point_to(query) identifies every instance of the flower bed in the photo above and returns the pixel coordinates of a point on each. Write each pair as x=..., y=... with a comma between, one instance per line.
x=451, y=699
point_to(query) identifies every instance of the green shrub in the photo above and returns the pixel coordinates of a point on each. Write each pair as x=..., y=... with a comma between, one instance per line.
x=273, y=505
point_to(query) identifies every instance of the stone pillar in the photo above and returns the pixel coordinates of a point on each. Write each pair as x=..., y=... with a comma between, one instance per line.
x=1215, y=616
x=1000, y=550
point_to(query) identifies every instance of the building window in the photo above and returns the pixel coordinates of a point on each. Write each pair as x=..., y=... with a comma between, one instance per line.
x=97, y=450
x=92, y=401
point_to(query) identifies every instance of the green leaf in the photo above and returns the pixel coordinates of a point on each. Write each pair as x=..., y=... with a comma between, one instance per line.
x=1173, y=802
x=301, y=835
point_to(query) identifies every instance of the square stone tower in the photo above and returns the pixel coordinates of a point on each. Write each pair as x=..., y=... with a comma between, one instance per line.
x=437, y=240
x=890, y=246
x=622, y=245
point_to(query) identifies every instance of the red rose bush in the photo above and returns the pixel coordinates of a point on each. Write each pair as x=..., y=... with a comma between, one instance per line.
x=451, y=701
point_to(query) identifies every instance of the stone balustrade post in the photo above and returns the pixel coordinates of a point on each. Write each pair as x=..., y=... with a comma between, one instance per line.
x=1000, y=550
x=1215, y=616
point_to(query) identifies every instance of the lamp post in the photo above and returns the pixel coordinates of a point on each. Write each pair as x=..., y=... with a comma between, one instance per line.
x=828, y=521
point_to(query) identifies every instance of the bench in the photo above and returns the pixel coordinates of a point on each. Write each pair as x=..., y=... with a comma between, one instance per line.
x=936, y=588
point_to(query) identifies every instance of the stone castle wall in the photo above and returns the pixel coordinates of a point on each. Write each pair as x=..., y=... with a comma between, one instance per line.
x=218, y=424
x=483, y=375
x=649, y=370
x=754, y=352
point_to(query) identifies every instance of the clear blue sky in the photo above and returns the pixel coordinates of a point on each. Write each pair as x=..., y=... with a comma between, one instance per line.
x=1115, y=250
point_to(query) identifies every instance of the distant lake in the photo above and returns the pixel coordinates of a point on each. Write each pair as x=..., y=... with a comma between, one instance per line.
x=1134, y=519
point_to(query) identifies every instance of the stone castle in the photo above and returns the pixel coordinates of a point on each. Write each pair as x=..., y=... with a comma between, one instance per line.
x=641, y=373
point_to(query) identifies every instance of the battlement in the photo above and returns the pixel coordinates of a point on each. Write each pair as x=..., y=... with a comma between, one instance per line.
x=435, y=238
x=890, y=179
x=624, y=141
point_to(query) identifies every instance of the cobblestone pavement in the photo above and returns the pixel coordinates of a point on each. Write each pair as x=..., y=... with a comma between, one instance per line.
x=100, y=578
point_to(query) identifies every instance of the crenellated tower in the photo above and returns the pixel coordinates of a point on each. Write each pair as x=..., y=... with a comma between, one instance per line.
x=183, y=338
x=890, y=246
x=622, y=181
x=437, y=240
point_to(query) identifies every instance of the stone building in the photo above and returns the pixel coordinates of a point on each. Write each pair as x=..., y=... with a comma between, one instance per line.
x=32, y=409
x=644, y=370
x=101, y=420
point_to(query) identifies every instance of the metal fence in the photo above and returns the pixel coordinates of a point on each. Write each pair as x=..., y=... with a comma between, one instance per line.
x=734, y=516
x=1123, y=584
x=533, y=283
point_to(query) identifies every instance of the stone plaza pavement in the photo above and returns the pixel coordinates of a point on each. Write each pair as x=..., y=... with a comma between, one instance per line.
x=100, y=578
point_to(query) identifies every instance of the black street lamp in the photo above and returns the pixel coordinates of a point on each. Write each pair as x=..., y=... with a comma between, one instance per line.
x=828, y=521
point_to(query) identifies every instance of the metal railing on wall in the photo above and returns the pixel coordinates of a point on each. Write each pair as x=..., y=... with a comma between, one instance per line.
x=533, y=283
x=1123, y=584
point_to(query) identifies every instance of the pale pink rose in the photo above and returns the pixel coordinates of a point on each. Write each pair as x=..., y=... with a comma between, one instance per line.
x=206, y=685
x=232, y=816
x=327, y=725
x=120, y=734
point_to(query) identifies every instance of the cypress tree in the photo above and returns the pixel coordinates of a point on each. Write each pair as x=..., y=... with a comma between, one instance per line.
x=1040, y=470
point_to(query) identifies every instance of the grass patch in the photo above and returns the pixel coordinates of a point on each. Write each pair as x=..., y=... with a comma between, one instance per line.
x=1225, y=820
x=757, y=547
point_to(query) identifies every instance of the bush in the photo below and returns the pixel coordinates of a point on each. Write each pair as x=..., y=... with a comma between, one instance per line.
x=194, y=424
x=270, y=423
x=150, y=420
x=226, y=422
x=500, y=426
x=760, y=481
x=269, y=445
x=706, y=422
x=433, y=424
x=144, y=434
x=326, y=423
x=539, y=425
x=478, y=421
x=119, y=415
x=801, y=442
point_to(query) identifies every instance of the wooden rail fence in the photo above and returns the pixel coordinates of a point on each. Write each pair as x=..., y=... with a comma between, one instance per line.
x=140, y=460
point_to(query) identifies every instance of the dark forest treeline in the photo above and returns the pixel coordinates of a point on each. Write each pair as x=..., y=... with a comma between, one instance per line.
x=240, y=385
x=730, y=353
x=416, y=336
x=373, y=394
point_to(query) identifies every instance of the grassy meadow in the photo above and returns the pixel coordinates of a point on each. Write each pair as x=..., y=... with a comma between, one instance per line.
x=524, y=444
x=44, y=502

□ □ □ □ □ □ □

* **What you are asked to do**
Write out, word for word, all lines from the line that holds "point_to(query) identifies every instance of the dark" through the last line of the listing, with both end lines kept.

* **Completed exercise**
point_to(query) identifies every instance of the dark forest treeline in the photo above and returns the pixel coordinates of a point on each. Write each pair as x=..., y=... with a comma between, one instance per line.
x=240, y=385
x=730, y=353
x=416, y=336
x=373, y=394
point_to(query) identifies every instance of the grassy meadow in the photo above and returns the pixel coordinates of a point on each. Write each pair as x=..., y=... with a comma between, one instance per line.
x=524, y=444
x=44, y=502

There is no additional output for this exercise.